Start of EXTRACTED TEXT

The benefits of the Entourage Effect
The entourage effect goes beyond just CBD and THC though. Cannabis produces other cannabinoid offshoots like CBN, THCV, CBC, etc. in addition to terpenes — aromatic compounds found in plants like cannabis, lavender, pine and many more. With so many diverse compounds at play, the amount of potential synergistic relationships is nearly unimaginable. And while there’s little research completed in this sector of cannabis, as a theory, the entourage effect is still supported by a large collection of anecdotal evidence and small collection of scientific evidence.
As stated above though, studies have shown that CBD cannabinoids do help “even out” the more psychological effects of THC. In a popular study regarding the entourage effect, “Taming THC: potential cannabis synergy and phytocannabinoid-terpenoid entourage effects,” Dr. Ethan Russo explores cannabis compounds and how they impact the human body.
Studying the common compounds of cannabis, Russo explains their potential synergistic relationships. For example, CBG and CBD cannabinoids have been found to prevent certain bacterial infections. The report questions if and how much more effective these cannabinoids could be if paired with other compounds known to produce similar effects — like the MRSA-fighting terpene pinene or other terpenes that increase skin permeability.
Russo’s research presents scientific evidence that even non-cannabinoid plant components can decrease the more intoxicating effects of THC and therefore increase its more therapeutic effects. The study indicates terpenes alone display “unique therapeutic effects” that may contribute meaningfully to “the entourage effects of cannabis-based medicinal extracts.” These therapeutic effects can include, but are not limited to: the treatment of pain, inflammation, depression, anxiety, addiction, epilepsy, cancer, fungal and bacterial infections.

End of EXTRACTED TEXT
Start of RECORDS

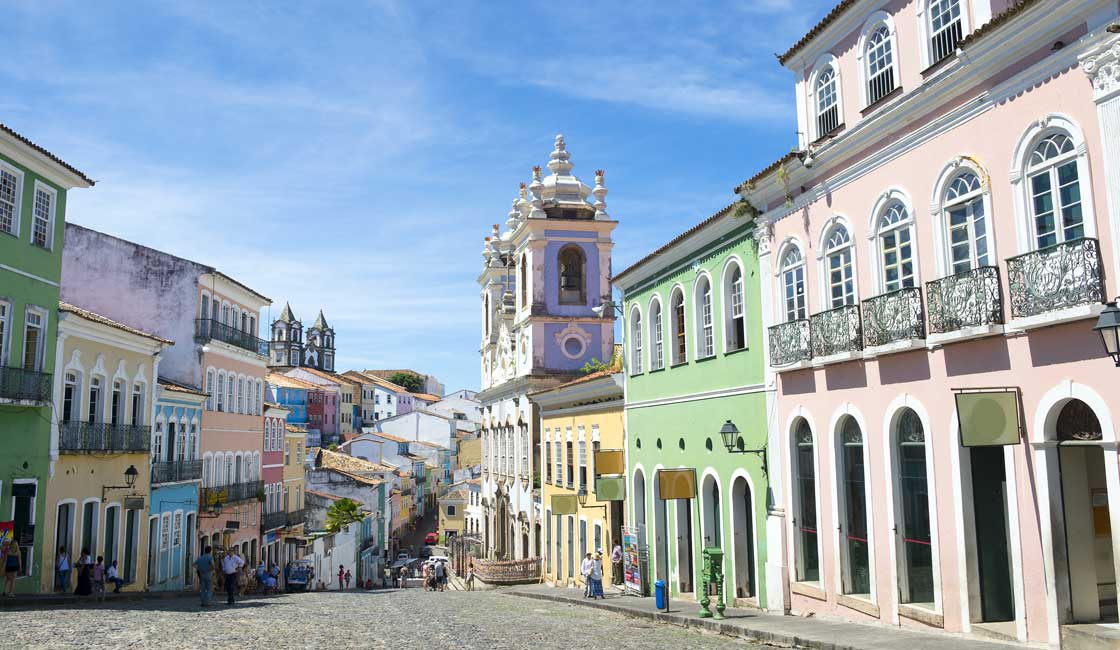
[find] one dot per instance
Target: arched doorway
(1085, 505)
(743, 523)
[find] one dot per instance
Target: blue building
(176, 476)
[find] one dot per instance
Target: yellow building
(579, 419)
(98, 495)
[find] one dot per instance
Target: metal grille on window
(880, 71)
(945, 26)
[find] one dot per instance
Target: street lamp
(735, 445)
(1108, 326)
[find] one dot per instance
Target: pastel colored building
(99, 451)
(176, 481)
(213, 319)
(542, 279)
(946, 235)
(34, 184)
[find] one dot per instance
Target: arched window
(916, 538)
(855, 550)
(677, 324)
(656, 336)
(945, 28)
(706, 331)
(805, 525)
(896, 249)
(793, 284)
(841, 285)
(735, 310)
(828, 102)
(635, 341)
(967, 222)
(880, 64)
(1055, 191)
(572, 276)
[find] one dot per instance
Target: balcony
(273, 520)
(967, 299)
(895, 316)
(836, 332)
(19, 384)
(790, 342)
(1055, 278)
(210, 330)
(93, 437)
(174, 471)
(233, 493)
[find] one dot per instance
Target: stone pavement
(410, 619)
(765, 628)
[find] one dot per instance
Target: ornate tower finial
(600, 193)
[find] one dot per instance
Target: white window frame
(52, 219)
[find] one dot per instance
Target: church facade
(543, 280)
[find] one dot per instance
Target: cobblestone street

End of RECORDS

-- CHECK YOUR UNDERSTANDING --
1. In the text on the entourage effect, rewrite the paragraph beginning "Studying the common compounds of cannabis" more briefly, keeping its main facts.
2. According to the text on the entourage effect, what is the title of Dr. Ethan Russo's study?
3. Continue the text on the entourage effect from where it stops.

-- OUTPUTS IN ORDER --
1. Russo examines common cannabis compounds and their possible synergies. CBG and CBD have been found to prevent certain bacterial infections. The report asks whether these cannabinoids might work better when paired with compounds that have similar effects, such as pinene, a terpene that fights MRSA, or terpenes that increase skin permeability.

2. "Taming THC: potential cannabis synergy and phytocannabinoid-terpenoid entourage effects."

3.
How to take advantage of the Entourage Effect
Understanding how the entourage effect may impact one’s cannabis experience can help improve it and take it to the next level. With many cannabis consumers using the plant for very specific reasons — skin irritation, mental health, body aches — they can dive deeper into what cannabinoids, terpenes and synergistic relationships may serve them best.
A simple way to take advantage of the entourage effect is to seek more full-spectrum extracts. Products such as these will include a huge variety of cannabinoids and terpenes, as opposed to an isolate that strips the cannabis of everything but a select compound. For example, a full-spectrum extract could include CBD, pinene, CBN, myrcene, THC, and much more, while an isolate would only contain the singular CBD cannabinoid.
More experienced or committed cannabis consumers may even seek out specific pairings of cannabinoids and terpenes in their strains. Consider CBD, caryophyllene and pinene — all of these compounds are known for their potential to ease anxiety / soothe the nervous system and when paired together in a strain may have the capacity to encourage enhanced effects. This deduction could be applied to a variety of chemical combinations; it’s all about what the consumer is looking to take advantage of.
To sum it up
Some may see the entourage effect as more old-fashioned, given it embraces a more holistic approach to cannabis. But, studies show, more and more people are opening themselves up to alternative medicinal practices. The ultra fancified modes of consuming cannabis and its over 100 different cannabinoids could be on their way out in favor of this more natural method. According to the entourage effect, the whole may truly be greater than the sum of its parts.